Restate the records in their entirety, word for word.

☆ ☆ ☆ ☆

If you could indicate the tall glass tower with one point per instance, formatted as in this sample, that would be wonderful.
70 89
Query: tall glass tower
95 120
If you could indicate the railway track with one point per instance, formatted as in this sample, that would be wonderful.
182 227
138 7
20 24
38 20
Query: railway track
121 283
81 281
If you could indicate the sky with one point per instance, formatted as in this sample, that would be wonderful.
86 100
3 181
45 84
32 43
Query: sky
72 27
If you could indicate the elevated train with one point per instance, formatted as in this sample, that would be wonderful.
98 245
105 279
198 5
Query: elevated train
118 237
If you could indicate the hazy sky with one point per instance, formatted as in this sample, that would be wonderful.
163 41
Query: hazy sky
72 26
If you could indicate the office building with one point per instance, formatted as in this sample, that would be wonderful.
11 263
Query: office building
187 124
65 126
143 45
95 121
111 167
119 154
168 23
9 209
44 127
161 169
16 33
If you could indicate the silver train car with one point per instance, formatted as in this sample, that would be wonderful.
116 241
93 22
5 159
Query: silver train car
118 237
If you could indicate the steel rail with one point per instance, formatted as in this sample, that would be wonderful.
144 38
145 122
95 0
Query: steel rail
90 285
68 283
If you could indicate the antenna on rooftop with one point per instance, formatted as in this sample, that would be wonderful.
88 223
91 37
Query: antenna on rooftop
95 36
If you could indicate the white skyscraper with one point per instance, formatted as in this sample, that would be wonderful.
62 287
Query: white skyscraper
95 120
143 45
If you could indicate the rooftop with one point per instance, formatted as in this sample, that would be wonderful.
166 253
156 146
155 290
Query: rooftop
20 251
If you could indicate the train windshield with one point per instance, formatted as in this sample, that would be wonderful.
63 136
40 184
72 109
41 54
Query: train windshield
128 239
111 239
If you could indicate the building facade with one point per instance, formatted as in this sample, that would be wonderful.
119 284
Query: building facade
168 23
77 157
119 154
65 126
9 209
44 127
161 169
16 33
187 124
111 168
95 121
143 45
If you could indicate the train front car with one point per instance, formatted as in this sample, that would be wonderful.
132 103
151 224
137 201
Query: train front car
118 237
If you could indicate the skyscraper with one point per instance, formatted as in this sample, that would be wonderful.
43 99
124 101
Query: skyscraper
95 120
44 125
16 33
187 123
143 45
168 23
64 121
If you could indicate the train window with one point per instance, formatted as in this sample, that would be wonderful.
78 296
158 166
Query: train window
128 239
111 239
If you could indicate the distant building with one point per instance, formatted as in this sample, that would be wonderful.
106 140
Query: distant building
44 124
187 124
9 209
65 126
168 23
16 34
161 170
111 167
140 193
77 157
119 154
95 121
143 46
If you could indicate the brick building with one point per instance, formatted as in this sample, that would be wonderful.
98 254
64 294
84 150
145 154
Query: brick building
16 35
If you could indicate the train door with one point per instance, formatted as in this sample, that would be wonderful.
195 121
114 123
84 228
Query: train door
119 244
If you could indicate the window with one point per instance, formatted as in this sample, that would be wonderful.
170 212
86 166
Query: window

☆ ☆ ☆ ☆

**OUTPUT FOR THIS TASK**.
If you could indicate the tall glass tower with one point per instance, formatted as in this sample, that would be wonderful.
70 89
Query: tall glass tower
95 120
If you could indicate the railway track with one point per instance, formatted as in this sample, that would be wonderful.
182 227
138 7
20 24
38 20
Query: railway track
121 283
81 281
If you could indicate the sky with one point per instance, formatted as in this sample, that would be wonderful.
86 100
3 181
45 84
32 43
Query: sky
72 27
If you could indicate the elevated train with one point per instance, formatted as in this sample, that would be wonderful.
98 245
105 279
198 5
Query: elevated train
118 237
If you could indicate the hazy sky with one point per instance, formatted as in this sample, that would be wonderful.
163 41
Query: hazy sky
72 26
If you could indicate the office building with one point per instance, formatted as in this sample, that would be wonderful.
11 263
Query: office building
187 124
65 126
143 45
95 121
111 167
119 154
168 23
9 209
44 127
161 169
16 33
If you could indicate the silver train car with one point per instance, formatted as in this sample, that would be wonderful.
116 241
93 22
5 159
Query: silver train car
118 237
If you could indicate the steel rail with one point per instance, formatted as in this sample, that would be wonderful.
144 38
145 122
95 0
Query: steel rail
90 285
68 283
If you could indicate the antenna on rooftop with one point per instance, formatted as in this sample, that would be wonderful.
88 223
91 37
Query: antenna on rooftop
95 36
If you could indicate the white skyscraper with one point per instance, formatted as in this sample, that would be wonderful.
62 287
Query: white skyscraper
95 120
143 45
If you could indicate the rooftop with one point per instance, formatted as in this sample, that would be wonderful.
166 253
156 146
155 290
Query: rooftop
20 251
If you could indicate the train windshield with one point per instance, formatted as in this sample, that would be wonderful.
63 136
40 184
72 109
41 54
Query: train windshield
128 239
111 239
If you could indicate the building facade with one point per instance, formatted as in this sample, that would be wonderful.
119 284
Query: building facade
168 23
77 157
119 154
65 126
9 209
44 127
161 169
16 33
187 124
111 168
95 121
143 45
If you could indicate the train front car with one point per instance, formatted as in this sample, that would be wonderful.
132 103
151 224
137 201
Query: train front car
118 237
If you could indicate the skyscraper with one point per instance, formatted as in this sample, that would be wonderful.
43 99
124 101
Query: skyscraper
95 120
44 125
16 33
187 123
143 45
168 23
64 121
If you could indicate the train window with one point per instance, formatted as in this sample, that would be wonderful.
78 296
158 166
Query: train window
128 239
111 239
If you could indicate the distant building with one point per instance, formatted as in this sample, that would be wonderful.
106 140
Query: distant building
44 124
187 124
9 209
65 126
168 23
16 34
161 170
111 167
140 193
77 157
119 154
95 121
143 46
If you could indicate the brick building with one point per instance, formatted as in this sample, that would be wonderful.
98 254
64 294
84 150
145 154
Query: brick building
16 35
If you could indicate the train door with one point per instance, formatted as in this sample, that would be wonderful.
195 121
114 123
84 228
Query: train door
119 244
If you could indicate the window with one point per instance, formatted as in this sample, that would be wonderful.
170 212
86 166
Query: window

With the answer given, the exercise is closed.